SHORT PROBLEM
Tally the lines in the entries below that contain the string "blouse", and reply with the count alone.
--- START ---
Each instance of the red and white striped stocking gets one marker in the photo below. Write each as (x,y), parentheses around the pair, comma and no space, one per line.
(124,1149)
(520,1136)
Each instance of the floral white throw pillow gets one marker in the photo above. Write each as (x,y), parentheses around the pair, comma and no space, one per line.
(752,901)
--- END ---
--- START ---
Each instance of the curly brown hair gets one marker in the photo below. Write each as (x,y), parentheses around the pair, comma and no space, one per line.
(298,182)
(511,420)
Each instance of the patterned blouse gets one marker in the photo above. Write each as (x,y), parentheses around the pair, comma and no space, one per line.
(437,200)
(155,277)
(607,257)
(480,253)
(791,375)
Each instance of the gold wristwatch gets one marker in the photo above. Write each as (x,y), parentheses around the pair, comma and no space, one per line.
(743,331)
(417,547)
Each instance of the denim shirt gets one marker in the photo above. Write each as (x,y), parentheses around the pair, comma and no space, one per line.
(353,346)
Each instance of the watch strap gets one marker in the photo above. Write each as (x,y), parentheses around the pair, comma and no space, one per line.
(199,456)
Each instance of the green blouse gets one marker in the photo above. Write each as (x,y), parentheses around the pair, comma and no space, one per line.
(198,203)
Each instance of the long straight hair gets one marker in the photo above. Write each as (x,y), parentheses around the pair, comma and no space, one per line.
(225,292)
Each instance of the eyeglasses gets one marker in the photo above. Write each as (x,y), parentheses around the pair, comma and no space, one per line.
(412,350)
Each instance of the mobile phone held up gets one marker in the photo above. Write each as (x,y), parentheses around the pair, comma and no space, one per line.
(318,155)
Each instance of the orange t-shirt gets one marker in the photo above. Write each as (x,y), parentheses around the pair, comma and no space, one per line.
--- END ---
TASK SOLUTION
2